Assigned task
Repeat the records. Each line must match exactly.

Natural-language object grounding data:

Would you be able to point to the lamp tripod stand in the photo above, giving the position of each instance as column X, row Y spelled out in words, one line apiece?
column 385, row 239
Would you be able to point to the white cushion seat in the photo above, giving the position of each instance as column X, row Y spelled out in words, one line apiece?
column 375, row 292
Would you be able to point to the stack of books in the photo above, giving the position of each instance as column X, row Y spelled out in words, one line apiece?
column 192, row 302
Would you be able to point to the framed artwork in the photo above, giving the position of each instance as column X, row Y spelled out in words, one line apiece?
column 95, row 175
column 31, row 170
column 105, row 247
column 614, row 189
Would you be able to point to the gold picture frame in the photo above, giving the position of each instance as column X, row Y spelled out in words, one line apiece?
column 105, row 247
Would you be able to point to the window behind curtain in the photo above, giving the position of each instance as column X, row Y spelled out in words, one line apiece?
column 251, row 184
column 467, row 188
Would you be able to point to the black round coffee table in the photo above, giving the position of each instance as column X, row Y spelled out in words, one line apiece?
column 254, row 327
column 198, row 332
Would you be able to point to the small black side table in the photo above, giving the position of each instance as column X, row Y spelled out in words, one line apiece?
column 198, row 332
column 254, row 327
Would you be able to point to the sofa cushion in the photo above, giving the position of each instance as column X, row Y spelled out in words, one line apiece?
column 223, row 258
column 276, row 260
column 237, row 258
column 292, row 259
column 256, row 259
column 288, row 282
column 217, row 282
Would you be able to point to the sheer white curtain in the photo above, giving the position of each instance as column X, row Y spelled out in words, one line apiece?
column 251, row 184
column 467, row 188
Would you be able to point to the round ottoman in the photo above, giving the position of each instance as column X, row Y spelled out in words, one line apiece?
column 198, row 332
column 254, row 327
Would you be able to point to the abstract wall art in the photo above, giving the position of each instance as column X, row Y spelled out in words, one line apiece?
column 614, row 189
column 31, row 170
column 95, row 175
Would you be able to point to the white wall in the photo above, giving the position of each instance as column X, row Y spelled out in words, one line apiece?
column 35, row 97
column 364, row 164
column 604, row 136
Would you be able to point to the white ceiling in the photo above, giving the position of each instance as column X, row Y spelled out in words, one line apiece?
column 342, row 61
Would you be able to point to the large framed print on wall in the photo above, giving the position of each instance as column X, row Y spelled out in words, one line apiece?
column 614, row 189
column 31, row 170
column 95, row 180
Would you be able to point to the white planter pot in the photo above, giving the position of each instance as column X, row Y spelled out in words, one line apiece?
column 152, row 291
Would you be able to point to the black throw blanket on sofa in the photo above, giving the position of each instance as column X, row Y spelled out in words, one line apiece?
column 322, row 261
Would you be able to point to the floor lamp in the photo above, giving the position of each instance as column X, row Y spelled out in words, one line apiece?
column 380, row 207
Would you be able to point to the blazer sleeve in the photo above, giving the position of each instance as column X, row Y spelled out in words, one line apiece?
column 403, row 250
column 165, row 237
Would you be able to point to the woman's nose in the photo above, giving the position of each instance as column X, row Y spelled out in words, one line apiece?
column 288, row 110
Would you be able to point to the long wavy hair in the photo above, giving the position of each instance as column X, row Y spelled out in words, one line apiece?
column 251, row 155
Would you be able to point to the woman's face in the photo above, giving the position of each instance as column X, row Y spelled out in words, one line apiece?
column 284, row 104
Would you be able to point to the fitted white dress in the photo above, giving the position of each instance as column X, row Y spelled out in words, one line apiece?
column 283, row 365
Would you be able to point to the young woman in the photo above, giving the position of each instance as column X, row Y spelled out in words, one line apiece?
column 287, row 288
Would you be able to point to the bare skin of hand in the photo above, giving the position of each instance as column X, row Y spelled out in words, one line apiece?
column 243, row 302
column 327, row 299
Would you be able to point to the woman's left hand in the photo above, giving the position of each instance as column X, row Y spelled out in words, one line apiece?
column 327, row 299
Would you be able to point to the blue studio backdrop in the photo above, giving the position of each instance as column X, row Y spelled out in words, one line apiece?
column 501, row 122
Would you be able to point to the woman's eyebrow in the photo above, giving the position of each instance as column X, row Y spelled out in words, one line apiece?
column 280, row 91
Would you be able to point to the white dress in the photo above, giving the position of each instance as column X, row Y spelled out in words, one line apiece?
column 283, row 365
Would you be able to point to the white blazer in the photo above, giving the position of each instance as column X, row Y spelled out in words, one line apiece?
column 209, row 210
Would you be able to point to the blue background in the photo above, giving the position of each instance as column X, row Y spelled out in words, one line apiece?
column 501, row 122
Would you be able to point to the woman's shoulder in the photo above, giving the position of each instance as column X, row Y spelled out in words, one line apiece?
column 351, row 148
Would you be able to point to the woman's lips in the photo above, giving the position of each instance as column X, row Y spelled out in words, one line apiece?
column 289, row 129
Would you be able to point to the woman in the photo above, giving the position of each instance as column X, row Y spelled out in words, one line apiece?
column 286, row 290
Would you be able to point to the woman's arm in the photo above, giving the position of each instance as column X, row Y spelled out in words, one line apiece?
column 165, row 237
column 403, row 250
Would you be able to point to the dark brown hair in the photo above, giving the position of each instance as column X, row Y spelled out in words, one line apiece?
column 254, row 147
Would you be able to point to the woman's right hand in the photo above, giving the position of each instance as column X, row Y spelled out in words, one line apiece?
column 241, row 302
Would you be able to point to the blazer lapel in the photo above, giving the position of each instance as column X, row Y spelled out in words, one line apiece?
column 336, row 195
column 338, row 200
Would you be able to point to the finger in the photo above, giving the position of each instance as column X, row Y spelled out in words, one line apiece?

Exercise solution
Would you be able to point to the lamp tripod stand in the photo above, giving the position of each instance as column X, row Y spelled out in words, one line apiece?
column 385, row 239
Would you be able to point to the white cushion seat in the photo above, giving the position of each instance as column X, row Y spelled out in words, one line apiece?
column 375, row 292
Would you be able to point to the stack of books in the photo above, giving the position of each instance as column X, row Y spelled out in words, one line apiece?
column 192, row 302
Would you be able to point to the framed artwork in the photo above, giving the position of each instance as column X, row Y spelled out in words, one line apiece?
column 95, row 175
column 31, row 170
column 105, row 247
column 614, row 189
Would you be able to point to the gold picture frame in the photo above, giving the position of each instance as column X, row Y spelled out in words, one line apiece?
column 105, row 247
Would you be able to point to the window behind curtain in the photo above, giving the position of each instance as column X, row Y spelled out in words, one line apiece?
column 251, row 184
column 467, row 188
Would you be able to point to the black round coffee table in the photo above, giving the position of each instance as column X, row Y spelled out in words, one line apiece?
column 254, row 327
column 198, row 332
Would you be able to point to the small black side table in the photo above, giving the position of each instance as column X, row Y spelled out in words, one line apiece?
column 198, row 332
column 254, row 327
Would you be able to point to the sofa cushion in the photo above, giving the position of each instance as column X, row Y spelled out in words, one line apiece?
column 223, row 258
column 276, row 260
column 237, row 258
column 292, row 259
column 256, row 259
column 288, row 282
column 217, row 282
Would you be able to point to the sheer white curtain in the photo above, giving the position of each instance as column X, row Y spelled out in words, one line apiece?
column 251, row 184
column 467, row 188
Would you be able to point to the round ottoman in the photo above, giving the position of each instance as column X, row Y spelled out in words, one line apiece?
column 198, row 332
column 254, row 327
Would you be able to point to the abstract wall art in the photo above, giving the position of each instance as column X, row Y spelled out in words, one line apiece?
column 614, row 189
column 31, row 170
column 95, row 175
Would you be able to point to the white wall in the photo above, giving the position of each instance as column X, row Y spelled out in words, one line apiece?
column 35, row 97
column 364, row 164
column 604, row 136
Would you be able to point to the white ceiling in the photo above, giving the position of each instance as column X, row Y spelled out in words, one line apiece?
column 342, row 61
Would you be able to point to the large framed print on wall in the photo above, giving the position of each instance as column X, row Y spelled out in words, one line apiece?
column 614, row 189
column 31, row 170
column 95, row 180
Would you be able to point to the white planter pot in the photo above, giving the position of each instance as column X, row Y spelled out in words, one line apiece?
column 152, row 291
Would you be able to point to the black throw blanket on sofa in the photo above, giving the position of each instance as column X, row Y spelled out in words, one line apiece?
column 322, row 261
Would you be able to point to the floor lamp in the photo above, giving the position of each instance as column X, row Y spelled out in words, one line apiece?
column 380, row 207
Would you be able to point to the blazer sleeve in the photo above, giving the position of each instance as column X, row Y spelled out in words, one line apiece?
column 403, row 250
column 165, row 237
Would you be able to point to the woman's nose in the photo above, giving the position of each instance as column X, row Y spelled out in words, one line apiece?
column 288, row 110
Would you be able to point to the long wavy hair in the photo above, giving the position of each instance as column X, row Y spelled out in words, one line apiece?
column 251, row 155
Would you be able to point to the woman's face in the photo above, giving the position of each instance as column X, row Y spelled out in words, one line apiece?
column 284, row 104
Would you be able to point to the fitted white dress in the photo above, giving the position of each instance as column X, row Y spelled out in words, one line apiece?
column 283, row 365
Would you be able to point to the young woman in the photo above, giving the position of each instance as column X, row Y spelled out in words, one line apiece?
column 287, row 288
Would you be able to point to the bare skin of hand in the photo above, giving the position of each instance as column X, row Y spelled out in words, one line apiece?
column 243, row 302
column 327, row 299
Would you be able to point to the woman's left hand in the photo above, giving the position of each instance as column X, row Y spelled out in words, one line apiece?
column 327, row 299
Would you be able to point to the blue studio backdrop in the photo above, giving the position of each instance as column X, row Y spelled out in words, one line apiece?
column 501, row 122
Would you be able to point to the woman's eyebrow in the photo above, giving the position of each instance as column X, row Y spelled out in words, one line apiece?
column 280, row 91
Would you be able to point to the white dress in the photo above, giving the position of each instance as column X, row Y spelled out in words, one line apiece?
column 283, row 365
Would you be able to point to the white blazer in the photo above, giving the position of each instance as column X, row Y spelled out in words, one line apiece?
column 209, row 210
Would you be able to point to the blue background in the photo above, giving the position of each instance as column X, row Y spelled out in words, one line apiece?
column 501, row 122
Would you be able to point to the woman's shoulder in the photo above, giving the position of each instance as column X, row Y spelled out in words, one line apiece?
column 351, row 148
Would you be able to point to the woman's lips in the photo above, giving the position of each instance as column X, row Y spelled out in words, one line apiece?
column 289, row 129
Would you be able to point to the woman in the photo above, giving the position of each instance as column X, row Y spelled out in words, one line apiece?
column 286, row 290
Would you be able to point to the woman's arm in the photo above, giving the position of each instance as column X, row Y spelled out in words, one line apiece?
column 165, row 237
column 403, row 250
Would you be able to point to the dark brown hair in the photo above, giving the position of each instance as column X, row Y spelled out in words, one line apiece?
column 254, row 147
Would you be able to point to the woman's right hand in the photo above, giving the position of each instance as column X, row Y spelled out in words, one line apiece?
column 241, row 302
Would you be able to point to the blazer lapel in the photo above, giving the position of each instance as column X, row Y spelled out in words, one line apiece?
column 336, row 195
column 338, row 200
Would you be able to point to the finger in the photo above, giving the position of each instance as column X, row Y spelled out in words, one line apiece?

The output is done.